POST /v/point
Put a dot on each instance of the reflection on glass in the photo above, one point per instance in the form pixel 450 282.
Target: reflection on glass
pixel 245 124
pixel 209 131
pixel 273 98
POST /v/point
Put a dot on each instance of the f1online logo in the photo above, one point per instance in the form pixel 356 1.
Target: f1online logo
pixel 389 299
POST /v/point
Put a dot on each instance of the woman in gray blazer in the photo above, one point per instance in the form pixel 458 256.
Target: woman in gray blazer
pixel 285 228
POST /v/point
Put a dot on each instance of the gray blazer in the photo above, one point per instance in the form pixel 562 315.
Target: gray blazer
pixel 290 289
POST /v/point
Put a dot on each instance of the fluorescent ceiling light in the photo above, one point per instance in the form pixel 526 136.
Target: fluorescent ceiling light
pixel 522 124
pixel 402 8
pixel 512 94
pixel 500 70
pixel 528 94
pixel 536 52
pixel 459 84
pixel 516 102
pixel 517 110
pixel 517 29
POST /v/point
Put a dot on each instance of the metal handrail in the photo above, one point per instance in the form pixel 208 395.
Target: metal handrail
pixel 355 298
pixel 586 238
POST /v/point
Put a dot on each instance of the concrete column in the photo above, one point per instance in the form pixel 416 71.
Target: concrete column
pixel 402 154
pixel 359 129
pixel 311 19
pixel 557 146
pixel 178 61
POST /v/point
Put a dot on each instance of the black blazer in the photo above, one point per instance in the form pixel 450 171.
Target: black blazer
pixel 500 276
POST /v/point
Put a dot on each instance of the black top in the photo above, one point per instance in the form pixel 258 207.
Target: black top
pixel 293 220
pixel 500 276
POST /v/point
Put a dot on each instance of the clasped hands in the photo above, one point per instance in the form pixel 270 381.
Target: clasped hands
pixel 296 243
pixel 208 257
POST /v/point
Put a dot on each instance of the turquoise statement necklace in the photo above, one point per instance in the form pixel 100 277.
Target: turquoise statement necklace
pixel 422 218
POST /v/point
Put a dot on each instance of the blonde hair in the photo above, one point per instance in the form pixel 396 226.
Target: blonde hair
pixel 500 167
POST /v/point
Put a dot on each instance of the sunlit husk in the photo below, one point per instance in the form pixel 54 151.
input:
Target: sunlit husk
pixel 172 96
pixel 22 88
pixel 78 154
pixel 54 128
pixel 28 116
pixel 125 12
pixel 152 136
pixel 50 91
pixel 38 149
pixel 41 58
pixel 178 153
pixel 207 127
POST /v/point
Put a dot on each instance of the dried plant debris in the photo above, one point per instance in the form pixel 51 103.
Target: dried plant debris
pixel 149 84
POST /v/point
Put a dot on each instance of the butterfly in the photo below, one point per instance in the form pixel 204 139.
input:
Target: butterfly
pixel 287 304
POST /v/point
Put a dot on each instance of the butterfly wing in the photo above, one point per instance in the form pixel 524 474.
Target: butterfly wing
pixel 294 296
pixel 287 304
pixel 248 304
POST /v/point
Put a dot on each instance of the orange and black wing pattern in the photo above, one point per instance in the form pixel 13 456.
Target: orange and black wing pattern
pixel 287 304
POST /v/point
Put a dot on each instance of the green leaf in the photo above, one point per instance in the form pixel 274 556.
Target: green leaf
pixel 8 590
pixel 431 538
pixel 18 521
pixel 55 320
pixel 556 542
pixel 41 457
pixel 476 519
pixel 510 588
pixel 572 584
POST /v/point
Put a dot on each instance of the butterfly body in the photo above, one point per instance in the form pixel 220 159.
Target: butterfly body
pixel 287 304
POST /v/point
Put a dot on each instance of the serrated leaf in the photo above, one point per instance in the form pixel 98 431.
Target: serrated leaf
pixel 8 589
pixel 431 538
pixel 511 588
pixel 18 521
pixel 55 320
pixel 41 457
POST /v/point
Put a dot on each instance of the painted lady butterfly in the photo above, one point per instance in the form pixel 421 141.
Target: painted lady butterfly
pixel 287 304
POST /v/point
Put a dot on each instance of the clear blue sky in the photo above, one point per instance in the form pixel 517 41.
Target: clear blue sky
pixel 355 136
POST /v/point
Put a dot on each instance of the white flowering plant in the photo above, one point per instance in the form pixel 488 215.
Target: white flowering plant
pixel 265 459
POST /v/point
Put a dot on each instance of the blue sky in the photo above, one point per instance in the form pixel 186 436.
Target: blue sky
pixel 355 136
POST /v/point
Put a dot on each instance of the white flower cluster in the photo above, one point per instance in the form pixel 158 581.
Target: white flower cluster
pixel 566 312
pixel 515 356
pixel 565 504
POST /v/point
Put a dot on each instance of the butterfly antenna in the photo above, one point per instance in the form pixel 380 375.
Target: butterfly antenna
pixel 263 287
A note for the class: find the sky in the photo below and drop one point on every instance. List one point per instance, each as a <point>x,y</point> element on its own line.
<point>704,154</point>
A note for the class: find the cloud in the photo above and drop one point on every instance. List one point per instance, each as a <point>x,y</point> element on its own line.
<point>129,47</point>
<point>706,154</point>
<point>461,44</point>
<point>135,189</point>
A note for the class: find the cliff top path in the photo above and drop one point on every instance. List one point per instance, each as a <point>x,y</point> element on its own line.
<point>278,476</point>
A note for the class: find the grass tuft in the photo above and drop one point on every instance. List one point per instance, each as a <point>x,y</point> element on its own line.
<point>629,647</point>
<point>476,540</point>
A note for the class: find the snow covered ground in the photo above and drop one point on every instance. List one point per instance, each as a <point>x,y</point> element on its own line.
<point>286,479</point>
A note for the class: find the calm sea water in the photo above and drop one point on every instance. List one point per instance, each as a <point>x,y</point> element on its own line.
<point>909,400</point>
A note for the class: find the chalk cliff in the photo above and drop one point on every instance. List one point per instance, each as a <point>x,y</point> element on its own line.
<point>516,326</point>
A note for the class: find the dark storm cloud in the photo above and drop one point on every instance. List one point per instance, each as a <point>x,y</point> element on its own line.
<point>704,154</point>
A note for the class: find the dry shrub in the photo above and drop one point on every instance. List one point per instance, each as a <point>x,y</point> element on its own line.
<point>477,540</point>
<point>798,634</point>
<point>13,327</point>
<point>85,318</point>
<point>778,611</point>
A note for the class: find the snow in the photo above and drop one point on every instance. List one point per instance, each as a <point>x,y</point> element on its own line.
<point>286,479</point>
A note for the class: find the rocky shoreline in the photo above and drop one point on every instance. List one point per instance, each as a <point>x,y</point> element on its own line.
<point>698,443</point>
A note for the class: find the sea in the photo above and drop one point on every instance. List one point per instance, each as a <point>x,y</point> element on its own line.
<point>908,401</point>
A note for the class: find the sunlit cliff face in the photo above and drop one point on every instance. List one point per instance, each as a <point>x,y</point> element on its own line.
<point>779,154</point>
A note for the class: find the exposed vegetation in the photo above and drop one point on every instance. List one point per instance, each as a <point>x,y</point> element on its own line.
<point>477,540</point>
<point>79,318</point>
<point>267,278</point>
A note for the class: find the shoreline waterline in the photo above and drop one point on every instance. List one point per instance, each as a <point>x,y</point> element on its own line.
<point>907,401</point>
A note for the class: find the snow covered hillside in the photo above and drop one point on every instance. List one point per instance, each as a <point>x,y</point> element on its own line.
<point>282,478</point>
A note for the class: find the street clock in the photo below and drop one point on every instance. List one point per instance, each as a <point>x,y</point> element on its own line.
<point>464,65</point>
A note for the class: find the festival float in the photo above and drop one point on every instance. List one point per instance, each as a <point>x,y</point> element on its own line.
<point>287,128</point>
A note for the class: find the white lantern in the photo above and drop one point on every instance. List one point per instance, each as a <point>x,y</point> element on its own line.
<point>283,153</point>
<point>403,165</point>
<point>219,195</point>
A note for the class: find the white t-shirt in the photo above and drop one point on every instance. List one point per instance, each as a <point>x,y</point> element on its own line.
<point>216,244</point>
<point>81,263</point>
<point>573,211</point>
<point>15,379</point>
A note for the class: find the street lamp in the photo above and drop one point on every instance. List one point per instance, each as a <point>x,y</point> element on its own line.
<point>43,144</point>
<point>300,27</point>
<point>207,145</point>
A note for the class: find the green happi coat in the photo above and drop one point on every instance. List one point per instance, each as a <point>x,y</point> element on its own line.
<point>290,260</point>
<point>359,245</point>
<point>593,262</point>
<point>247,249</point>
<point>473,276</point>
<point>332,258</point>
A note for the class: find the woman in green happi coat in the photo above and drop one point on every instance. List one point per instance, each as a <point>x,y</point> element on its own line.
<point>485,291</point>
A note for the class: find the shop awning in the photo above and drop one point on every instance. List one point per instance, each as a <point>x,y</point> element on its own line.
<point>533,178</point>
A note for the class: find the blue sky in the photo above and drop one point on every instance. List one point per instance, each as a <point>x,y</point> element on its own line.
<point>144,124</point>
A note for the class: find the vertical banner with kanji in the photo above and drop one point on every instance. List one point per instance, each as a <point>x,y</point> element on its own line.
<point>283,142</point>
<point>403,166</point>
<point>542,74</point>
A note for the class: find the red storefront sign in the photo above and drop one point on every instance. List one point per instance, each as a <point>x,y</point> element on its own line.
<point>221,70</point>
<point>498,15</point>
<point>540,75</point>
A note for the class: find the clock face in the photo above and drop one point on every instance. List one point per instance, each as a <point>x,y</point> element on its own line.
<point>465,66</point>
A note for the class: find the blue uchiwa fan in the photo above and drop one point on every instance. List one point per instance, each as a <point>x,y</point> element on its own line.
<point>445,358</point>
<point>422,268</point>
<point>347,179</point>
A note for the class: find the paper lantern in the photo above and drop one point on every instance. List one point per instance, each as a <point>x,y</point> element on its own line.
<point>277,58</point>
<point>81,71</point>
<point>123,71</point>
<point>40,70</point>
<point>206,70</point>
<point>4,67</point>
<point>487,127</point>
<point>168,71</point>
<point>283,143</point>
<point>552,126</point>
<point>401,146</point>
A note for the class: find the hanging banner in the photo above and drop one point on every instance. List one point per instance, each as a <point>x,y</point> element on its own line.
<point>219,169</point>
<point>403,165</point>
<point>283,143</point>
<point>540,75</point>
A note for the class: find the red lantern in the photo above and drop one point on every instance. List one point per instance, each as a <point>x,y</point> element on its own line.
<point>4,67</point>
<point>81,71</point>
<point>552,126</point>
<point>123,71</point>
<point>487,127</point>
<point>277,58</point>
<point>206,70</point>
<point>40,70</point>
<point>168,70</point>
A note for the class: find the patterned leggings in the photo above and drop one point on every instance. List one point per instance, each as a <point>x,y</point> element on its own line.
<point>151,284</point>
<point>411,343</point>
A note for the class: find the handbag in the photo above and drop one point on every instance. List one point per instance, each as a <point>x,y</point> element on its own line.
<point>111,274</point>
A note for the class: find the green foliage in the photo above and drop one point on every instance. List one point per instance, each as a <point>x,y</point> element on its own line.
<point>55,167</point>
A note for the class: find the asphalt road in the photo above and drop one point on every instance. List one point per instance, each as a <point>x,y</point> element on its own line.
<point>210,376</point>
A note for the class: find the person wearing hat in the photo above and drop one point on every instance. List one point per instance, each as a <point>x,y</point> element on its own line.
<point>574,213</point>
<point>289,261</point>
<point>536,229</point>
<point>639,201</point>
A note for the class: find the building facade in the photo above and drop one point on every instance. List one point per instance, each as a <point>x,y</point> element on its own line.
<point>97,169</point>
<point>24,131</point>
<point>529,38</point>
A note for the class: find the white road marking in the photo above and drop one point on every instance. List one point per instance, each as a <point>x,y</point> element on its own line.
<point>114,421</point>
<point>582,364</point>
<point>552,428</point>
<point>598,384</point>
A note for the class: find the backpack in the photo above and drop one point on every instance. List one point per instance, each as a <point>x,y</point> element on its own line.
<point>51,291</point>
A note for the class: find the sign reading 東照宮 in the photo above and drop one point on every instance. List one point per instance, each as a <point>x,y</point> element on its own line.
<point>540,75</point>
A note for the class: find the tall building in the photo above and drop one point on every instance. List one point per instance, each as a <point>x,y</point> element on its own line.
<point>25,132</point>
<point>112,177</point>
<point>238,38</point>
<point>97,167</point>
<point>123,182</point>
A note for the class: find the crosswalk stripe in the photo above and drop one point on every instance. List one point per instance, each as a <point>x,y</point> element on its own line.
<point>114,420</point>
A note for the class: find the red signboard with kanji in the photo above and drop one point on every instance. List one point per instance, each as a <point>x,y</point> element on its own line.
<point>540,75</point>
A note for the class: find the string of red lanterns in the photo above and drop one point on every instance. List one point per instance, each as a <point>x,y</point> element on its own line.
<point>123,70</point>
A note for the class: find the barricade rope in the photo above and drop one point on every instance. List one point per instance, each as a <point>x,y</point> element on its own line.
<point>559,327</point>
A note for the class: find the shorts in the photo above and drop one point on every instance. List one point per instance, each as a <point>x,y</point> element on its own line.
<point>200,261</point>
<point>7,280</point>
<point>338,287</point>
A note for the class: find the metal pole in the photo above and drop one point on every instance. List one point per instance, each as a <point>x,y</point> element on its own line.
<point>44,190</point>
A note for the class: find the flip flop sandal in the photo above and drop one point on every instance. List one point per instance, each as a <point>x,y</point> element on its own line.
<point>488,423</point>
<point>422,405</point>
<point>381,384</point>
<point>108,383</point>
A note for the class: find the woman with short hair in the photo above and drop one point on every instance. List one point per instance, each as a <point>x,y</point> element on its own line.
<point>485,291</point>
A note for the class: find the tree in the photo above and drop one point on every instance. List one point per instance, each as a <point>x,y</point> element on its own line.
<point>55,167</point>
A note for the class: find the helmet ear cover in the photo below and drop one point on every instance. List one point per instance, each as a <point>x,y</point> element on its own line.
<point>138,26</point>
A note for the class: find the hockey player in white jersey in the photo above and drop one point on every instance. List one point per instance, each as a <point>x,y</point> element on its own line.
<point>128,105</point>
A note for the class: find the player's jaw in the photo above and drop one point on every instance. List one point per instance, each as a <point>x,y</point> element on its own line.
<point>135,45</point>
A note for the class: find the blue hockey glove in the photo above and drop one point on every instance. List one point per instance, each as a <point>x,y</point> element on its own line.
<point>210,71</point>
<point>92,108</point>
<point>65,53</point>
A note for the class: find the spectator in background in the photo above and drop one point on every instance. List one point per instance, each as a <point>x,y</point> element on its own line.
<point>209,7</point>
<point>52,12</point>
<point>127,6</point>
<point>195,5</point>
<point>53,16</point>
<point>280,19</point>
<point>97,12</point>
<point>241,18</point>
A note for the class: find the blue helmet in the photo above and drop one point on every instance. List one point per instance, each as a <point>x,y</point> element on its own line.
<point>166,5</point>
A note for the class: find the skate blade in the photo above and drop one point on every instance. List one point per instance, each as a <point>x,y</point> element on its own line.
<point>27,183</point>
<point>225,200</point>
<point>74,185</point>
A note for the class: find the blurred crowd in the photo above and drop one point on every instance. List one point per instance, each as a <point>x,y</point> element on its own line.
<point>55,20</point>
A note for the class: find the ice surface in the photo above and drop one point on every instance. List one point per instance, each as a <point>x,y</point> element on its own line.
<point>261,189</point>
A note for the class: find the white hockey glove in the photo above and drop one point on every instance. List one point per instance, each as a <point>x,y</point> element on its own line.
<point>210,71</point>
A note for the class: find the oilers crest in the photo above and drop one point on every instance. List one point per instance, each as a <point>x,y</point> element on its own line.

The exercise: Please pull out the part of the listing above that opens with its first line and closes with the line containing "pixel 586 238", both included, and reproduce those lines verbatim.

Answer to this task:
POST /v/point
Put a dot on each instance of the reflection on glass in the photo above, one point per instance in the form pixel 450 282.
Target: reflection on glass
pixel 245 124
pixel 209 131
pixel 273 98
POST /v/point
Put a dot on each instance of the f1online logo in the photo above, one point per instance in the form pixel 356 1.
Target: f1online logo
pixel 389 299
POST /v/point
Put a dot on each instance of the woman in gray blazer in the photo above, one point per instance in the form pixel 458 256.
Target: woman in gray blazer
pixel 285 228
POST /v/point
Put a dot on each instance of the gray blazer in the photo above, one point per instance in the form pixel 562 315.
Target: gray blazer
pixel 290 289
POST /v/point
Put a dot on each instance of the fluorescent ceiling light in the photo above, one point per instance in the form pixel 526 136.
Target: fluorescent ceiling light
pixel 522 124
pixel 402 8
pixel 512 94
pixel 500 70
pixel 528 94
pixel 536 52
pixel 459 84
pixel 516 102
pixel 517 110
pixel 517 29
POST /v/point
Put a dot on each instance of the metal handrail in the photo above, one point per instance in the form pixel 208 395.
Target: metal handrail
pixel 355 298
pixel 586 238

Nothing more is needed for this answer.